WHAT IS REQUIRED =>
When a line below holds the string "facade", show that line.

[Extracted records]
++++++++++++++++++++
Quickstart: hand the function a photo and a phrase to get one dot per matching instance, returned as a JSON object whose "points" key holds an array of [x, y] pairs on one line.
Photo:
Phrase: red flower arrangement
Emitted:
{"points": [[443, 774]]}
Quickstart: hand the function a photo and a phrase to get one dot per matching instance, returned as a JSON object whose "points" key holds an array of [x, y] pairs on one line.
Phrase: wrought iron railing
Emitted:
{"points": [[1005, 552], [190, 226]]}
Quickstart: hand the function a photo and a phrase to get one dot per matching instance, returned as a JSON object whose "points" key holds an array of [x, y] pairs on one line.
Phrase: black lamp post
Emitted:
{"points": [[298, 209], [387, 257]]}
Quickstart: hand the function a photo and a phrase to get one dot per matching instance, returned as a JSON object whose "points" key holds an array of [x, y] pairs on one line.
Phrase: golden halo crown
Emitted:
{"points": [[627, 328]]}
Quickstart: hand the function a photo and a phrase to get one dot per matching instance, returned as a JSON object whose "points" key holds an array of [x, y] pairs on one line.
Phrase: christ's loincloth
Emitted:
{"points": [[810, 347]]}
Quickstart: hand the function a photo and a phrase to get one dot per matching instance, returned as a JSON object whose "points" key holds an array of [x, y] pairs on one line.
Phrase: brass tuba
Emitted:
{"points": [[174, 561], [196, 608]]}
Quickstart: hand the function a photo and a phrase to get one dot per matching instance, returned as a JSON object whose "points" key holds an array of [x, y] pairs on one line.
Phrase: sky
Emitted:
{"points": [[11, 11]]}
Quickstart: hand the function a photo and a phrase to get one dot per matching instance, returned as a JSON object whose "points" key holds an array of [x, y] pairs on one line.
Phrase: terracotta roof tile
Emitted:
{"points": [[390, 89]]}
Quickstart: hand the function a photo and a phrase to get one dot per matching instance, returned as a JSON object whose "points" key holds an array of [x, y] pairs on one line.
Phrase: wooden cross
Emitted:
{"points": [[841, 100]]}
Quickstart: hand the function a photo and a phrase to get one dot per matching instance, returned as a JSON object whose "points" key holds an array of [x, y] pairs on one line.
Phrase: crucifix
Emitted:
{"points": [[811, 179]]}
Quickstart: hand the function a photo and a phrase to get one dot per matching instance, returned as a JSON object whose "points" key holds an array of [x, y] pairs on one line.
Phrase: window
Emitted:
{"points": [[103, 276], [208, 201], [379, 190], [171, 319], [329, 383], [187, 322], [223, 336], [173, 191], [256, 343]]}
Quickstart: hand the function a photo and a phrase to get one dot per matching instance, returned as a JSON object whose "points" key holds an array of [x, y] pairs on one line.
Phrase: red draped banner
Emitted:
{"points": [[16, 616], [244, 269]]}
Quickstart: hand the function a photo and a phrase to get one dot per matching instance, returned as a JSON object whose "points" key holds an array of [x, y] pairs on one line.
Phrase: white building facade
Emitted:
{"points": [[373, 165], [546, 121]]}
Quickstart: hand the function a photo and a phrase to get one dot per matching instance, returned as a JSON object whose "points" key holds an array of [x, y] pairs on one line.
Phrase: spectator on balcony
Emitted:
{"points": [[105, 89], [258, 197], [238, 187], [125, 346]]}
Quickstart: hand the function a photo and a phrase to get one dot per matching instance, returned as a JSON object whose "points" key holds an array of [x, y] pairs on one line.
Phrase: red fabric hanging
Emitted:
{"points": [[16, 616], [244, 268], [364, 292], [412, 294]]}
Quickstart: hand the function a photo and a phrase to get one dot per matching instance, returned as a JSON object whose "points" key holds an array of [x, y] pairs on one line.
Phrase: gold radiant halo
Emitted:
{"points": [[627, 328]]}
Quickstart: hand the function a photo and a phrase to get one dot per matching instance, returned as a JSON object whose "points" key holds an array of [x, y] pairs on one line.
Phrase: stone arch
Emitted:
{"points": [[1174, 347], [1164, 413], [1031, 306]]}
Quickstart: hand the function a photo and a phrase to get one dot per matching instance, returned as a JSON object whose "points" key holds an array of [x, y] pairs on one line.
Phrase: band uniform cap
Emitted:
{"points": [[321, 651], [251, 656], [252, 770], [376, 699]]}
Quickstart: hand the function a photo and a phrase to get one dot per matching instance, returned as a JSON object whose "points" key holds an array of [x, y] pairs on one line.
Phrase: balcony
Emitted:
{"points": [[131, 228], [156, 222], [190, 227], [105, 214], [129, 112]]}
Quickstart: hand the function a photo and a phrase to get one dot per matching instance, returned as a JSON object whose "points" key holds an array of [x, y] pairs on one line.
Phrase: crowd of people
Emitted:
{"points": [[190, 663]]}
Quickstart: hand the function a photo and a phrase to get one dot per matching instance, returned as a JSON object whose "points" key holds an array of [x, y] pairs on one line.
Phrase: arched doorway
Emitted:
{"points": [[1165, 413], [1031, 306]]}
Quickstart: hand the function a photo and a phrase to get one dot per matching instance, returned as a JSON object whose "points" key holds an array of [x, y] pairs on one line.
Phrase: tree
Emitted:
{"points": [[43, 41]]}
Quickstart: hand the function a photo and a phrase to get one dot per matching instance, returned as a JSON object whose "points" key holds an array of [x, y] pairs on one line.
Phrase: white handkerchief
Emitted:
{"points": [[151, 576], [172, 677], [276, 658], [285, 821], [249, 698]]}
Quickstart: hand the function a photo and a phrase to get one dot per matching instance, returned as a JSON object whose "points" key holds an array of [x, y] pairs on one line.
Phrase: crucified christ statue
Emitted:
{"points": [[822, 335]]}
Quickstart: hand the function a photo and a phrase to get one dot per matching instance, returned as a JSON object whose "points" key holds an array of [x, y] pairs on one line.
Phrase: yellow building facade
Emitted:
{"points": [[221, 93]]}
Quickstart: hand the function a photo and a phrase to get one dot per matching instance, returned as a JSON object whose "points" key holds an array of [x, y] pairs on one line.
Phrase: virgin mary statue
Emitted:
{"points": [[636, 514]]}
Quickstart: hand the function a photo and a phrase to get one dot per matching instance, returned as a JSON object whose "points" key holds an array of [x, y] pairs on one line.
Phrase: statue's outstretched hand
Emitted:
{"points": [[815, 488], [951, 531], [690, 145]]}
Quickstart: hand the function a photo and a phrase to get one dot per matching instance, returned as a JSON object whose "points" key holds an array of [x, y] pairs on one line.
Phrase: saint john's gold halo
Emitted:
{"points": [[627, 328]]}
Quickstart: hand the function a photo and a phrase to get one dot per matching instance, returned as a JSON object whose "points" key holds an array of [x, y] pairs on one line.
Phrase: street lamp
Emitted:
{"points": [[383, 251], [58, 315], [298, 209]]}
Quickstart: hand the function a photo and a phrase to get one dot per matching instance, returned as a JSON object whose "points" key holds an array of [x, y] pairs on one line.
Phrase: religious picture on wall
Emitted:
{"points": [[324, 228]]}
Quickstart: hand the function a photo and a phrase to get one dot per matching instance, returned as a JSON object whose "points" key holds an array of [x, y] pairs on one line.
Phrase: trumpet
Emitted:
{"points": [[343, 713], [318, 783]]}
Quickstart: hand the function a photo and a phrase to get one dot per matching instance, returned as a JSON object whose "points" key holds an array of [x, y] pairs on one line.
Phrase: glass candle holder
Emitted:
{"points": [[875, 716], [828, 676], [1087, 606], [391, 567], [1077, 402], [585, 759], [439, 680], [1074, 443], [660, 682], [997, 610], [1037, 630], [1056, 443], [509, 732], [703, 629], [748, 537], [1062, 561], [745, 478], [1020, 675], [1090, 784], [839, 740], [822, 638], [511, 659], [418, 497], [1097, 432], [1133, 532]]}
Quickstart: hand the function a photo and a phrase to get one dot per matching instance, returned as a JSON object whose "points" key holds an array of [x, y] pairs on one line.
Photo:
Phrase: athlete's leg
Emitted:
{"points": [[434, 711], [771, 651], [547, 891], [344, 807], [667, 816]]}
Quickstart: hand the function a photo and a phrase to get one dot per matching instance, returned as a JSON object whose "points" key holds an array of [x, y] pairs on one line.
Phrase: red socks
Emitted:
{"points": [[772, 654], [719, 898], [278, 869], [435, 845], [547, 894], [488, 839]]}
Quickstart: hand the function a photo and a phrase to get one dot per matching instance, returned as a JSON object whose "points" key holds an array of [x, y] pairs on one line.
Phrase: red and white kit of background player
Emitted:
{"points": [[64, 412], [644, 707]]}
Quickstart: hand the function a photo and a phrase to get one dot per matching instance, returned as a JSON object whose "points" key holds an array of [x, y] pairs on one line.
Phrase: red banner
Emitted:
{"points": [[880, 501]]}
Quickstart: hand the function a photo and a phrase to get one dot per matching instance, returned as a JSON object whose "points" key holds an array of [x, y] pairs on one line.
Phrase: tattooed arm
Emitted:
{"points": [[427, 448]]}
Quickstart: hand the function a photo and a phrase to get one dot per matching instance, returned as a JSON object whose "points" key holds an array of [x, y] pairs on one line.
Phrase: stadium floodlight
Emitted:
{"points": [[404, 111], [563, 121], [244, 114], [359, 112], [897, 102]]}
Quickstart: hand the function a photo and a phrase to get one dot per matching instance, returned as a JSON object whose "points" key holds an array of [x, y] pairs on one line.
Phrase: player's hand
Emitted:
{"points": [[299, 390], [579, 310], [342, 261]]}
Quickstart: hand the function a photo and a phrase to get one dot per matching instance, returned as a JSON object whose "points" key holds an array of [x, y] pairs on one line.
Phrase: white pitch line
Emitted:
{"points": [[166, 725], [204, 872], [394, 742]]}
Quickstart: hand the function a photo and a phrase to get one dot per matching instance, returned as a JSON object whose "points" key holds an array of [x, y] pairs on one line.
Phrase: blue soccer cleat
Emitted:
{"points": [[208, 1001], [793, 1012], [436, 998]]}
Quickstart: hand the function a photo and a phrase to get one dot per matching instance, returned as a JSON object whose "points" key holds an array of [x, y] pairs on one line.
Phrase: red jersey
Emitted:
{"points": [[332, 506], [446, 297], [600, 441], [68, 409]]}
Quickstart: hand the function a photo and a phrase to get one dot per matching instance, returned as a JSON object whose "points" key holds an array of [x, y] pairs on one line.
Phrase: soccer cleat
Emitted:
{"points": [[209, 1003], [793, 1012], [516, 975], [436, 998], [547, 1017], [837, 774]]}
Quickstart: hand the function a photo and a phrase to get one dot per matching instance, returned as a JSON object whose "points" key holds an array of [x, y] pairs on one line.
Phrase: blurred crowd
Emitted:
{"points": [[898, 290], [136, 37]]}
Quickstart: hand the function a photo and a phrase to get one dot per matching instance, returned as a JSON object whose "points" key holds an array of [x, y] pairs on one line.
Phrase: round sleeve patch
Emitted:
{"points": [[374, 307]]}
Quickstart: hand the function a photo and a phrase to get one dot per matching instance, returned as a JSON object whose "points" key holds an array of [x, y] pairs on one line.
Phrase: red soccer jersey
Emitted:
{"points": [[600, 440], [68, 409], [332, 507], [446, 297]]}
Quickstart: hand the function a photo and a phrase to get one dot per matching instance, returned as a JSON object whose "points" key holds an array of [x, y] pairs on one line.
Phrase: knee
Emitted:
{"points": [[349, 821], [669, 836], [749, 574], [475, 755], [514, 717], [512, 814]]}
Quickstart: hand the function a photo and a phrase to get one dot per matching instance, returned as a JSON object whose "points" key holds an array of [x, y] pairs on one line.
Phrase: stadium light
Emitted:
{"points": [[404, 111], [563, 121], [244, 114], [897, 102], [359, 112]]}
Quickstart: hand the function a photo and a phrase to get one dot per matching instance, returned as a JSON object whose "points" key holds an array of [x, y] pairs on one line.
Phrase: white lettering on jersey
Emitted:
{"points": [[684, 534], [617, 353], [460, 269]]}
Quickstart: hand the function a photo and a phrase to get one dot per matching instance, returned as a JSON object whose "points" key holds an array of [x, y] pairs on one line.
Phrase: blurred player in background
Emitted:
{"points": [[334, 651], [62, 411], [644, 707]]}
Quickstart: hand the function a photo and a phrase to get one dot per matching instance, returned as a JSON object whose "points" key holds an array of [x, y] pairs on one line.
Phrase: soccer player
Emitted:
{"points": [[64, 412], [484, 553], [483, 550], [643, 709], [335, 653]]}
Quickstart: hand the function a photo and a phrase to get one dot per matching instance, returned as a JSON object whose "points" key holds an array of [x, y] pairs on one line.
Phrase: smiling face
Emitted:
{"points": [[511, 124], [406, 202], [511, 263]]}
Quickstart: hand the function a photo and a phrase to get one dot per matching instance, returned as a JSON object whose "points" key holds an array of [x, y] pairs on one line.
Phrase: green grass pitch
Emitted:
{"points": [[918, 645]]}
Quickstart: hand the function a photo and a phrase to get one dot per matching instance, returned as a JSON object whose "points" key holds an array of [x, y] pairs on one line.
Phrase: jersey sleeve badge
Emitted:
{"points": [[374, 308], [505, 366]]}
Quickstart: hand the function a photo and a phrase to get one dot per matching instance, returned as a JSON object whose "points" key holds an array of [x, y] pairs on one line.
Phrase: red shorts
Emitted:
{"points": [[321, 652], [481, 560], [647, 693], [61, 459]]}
++++++++++++++++++++
EXERCISE OUTPUT =>
Phrase: white building facade
Phrase: yellow building facade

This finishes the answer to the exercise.